THE TASK —
Lift out each line of the data that holds "woman".

Region pointing data —
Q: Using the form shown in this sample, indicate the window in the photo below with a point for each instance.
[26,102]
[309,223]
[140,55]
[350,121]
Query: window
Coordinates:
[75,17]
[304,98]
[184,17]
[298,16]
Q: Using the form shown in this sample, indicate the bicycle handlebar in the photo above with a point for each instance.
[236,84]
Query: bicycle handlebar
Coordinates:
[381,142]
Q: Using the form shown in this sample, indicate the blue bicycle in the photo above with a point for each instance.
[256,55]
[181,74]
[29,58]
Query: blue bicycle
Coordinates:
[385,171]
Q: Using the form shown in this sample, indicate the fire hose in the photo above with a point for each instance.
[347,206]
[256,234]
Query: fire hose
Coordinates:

---

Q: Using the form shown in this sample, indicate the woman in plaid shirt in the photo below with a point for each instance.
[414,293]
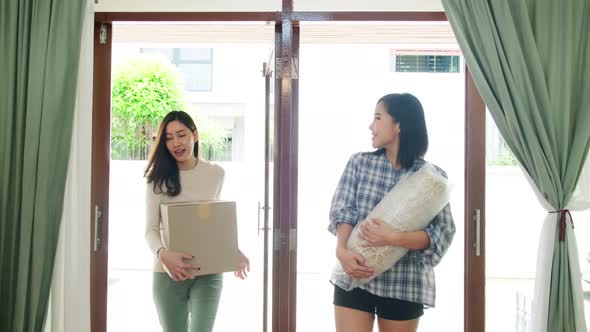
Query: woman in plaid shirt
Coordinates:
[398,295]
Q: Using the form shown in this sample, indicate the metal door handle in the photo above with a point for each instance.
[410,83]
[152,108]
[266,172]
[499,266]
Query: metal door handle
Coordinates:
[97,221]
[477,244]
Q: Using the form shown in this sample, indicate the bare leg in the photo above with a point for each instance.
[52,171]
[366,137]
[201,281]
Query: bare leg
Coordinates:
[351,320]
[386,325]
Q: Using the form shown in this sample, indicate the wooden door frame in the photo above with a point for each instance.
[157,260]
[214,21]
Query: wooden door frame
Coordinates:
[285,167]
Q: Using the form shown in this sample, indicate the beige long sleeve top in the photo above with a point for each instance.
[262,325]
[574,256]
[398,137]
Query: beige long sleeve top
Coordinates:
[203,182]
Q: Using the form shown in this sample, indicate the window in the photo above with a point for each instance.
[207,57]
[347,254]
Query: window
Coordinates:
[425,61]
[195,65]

---

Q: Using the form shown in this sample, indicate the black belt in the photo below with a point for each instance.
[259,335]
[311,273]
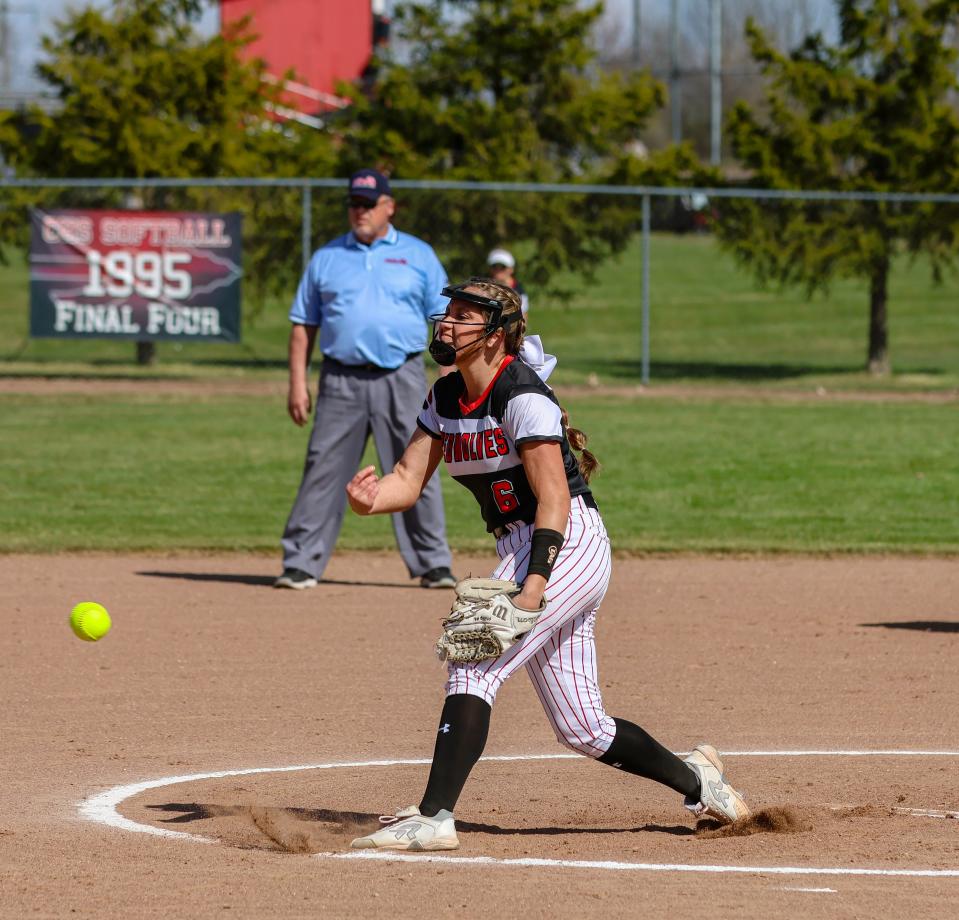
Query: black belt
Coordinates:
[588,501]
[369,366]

FINAL ANSWER —
Q: Using the form shown in this sample, indicate the woman in plaid shirt in the photo below with a point for each instance.
Query: woman in plaid shirt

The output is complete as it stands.